▸ DIRECTIONS
Repeat each line exactly as it is written.

— START PROVIDED INFORMATION —

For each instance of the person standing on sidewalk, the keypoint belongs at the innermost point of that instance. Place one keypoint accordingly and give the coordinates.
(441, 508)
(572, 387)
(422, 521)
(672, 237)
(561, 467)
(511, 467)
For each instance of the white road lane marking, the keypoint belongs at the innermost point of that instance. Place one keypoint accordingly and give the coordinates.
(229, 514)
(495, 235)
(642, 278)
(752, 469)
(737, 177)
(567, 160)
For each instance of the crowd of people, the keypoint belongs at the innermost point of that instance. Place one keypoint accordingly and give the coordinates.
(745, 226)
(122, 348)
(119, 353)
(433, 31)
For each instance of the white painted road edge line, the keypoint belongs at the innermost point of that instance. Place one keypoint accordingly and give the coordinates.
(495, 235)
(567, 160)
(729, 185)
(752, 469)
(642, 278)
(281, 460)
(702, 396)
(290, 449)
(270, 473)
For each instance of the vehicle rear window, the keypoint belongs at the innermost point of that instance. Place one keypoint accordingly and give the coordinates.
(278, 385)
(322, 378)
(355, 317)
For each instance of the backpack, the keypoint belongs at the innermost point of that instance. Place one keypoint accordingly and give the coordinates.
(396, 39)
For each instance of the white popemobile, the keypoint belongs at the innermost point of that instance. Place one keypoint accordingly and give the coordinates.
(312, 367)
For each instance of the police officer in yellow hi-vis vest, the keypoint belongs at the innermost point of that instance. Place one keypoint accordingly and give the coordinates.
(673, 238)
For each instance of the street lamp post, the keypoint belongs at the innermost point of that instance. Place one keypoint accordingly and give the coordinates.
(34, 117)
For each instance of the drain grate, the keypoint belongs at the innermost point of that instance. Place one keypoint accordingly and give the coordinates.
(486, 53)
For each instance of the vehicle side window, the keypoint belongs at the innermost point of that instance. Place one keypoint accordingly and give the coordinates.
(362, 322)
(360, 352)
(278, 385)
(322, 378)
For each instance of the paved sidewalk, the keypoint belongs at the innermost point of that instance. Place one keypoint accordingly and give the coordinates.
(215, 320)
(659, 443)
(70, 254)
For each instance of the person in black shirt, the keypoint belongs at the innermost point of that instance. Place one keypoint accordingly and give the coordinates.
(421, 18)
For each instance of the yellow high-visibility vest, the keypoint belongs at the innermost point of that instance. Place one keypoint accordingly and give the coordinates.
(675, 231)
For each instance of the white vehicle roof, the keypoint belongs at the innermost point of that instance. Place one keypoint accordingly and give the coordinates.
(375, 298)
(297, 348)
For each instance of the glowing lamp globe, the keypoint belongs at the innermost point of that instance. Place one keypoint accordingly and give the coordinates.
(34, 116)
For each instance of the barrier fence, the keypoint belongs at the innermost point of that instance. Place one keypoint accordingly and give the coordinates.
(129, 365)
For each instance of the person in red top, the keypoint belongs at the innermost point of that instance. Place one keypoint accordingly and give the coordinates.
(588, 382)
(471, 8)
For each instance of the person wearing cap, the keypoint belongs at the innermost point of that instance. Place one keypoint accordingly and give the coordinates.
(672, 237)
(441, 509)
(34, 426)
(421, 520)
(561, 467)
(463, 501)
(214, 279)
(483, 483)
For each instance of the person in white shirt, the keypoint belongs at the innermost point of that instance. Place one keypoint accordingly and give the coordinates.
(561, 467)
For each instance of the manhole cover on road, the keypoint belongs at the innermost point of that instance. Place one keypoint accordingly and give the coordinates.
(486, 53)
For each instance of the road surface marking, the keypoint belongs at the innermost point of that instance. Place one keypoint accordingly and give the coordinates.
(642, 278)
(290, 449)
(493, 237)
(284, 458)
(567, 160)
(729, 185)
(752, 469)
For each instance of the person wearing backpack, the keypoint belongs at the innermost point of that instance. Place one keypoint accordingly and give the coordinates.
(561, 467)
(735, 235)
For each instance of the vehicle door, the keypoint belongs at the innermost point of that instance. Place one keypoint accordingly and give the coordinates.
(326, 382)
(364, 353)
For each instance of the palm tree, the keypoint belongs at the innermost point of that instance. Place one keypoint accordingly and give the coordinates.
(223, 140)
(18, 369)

— END PROVIDED INFORMATION —

▸ THE RESPONSE
For each instance of the person standing on sidewalk, the keypoint belongs at the innermost point of that instance. Place one keypoint accordingly and give the coordinates.
(441, 508)
(572, 387)
(422, 521)
(672, 237)
(561, 467)
(511, 467)
For each instance of the white road lane marking, the keypoint belongs at the innermost point of that instance. Place one keypoint accordingly and give the coordinates.
(229, 514)
(495, 235)
(642, 278)
(752, 469)
(737, 177)
(567, 160)
For each instance of the crowd of people, the keypoint belongs at the innermost point of that instance. Place one keypoint accordingly and give the coordinates.
(745, 226)
(122, 348)
(119, 353)
(433, 31)
For each instance of the white painted road edge line, the keypoint belongs at the innermost point of that instance. Place one keypoint accordingly and give the coordinates.
(495, 235)
(567, 160)
(729, 185)
(752, 469)
(642, 278)
(281, 460)
(702, 396)
(290, 449)
(270, 473)
For each instance of the vehicle rear window, the keypoint belongs at the innermost point of that instance. Place one keypoint accordingly and give the coordinates.
(278, 385)
(322, 378)
(355, 317)
For each instance of the backpack, the keypoint belongs at the innermost point of that instance. Place one keypoint accordingly and give the coordinates.
(396, 39)
For each instance of the white popemobile, the keypoint belongs at the innermost point of that instance. Place one keypoint accordingly and give the coordinates.
(312, 367)
For each instance of the police officer in yellow hi-vis vest, the keypoint belongs at the innermost point of that instance. Place one keypoint accordingly and give the coordinates.
(673, 238)
For each instance of the street lamp post, the keypoint belongs at the innermost point of that instance. Place one keypoint accordingly and give the coordinates.
(34, 117)
For each instance of the drain grate, the keypoint belongs at the innermost point of that instance. Place one keypoint accordingly and give the coordinates.
(486, 53)
For each instance of the vehicle side window, the keypoint belongs at the innermost point of that instance. Place one keypoint accordingly and give the coordinates.
(362, 322)
(360, 352)
(278, 385)
(322, 378)
For each instance of the paved sidewalk, the keypoint belongs at the innermost point of that instance. Place one keypoint accordingly and give the coordinates.
(215, 320)
(659, 443)
(70, 254)
For each instance of the person in black shirt, the keypoint belongs at the innermost point of that instance. Place one keypoint accordingly and give the coordinates.
(421, 18)
For each instance of the yellow high-visibility vest, the keypoint belongs at the innermost point of that instance. Place one keypoint accordingly and give the coordinates.
(675, 231)
For each instance of the white vehicle roof, the keypoint belongs at the innermost point of that instance. Place one keypoint accordingly and give the coordinates.
(375, 298)
(297, 348)
For each instance of the glowing lamp globe, the keypoint belongs at the innermost point of that instance. Place one keypoint accordingly and give the coordinates.
(34, 116)
For each instance of the barrier fence, the keypoint belongs at the innermost point of that instance. Place one keypoint accordingly and give the coordinates.
(129, 365)
For each instance of the person in red top, the keypoint belongs at the innermost point of that instance. Place one keypoint accordingly and give the coordinates.
(588, 382)
(471, 8)
For each instance of the person wearing cap, the keypoint belongs at the innermost point of that instance. Place one keypoint accordingly and give the coordinates.
(672, 237)
(441, 509)
(34, 426)
(421, 520)
(561, 467)
(463, 501)
(214, 279)
(483, 483)
For each instance of the person in white shirt, the keypoint belongs at the innermost point of that instance. Place one keypoint accordingly and give the coordinates.
(561, 467)
For each instance of the manhole cover on road, the keypoint belongs at the innermost point of that instance. Place one keypoint accordingly and give the coordinates.
(486, 53)
For each instance of the road surface marking, the keypoint belongs at the innermost point of that instance. Place one keypoint accordingly and give the coordinates.
(642, 278)
(290, 449)
(493, 237)
(284, 458)
(567, 160)
(729, 185)
(752, 469)
For each instance of the person wearing backpack, the keypoint belongs at the innermost point of that instance. Place one keypoint accordingly and give the coordinates.
(561, 467)
(735, 235)
For each instance of the vehicle door, the keypoint belongs at the innermost point of that instance. Place one keypoint accordingly and give the coordinates.
(326, 382)
(364, 353)
For each instance of the palm tree, the keypoint belongs at the innermost point of that instance. Place one keypoint accordingly and give the coordinates.
(223, 140)
(18, 369)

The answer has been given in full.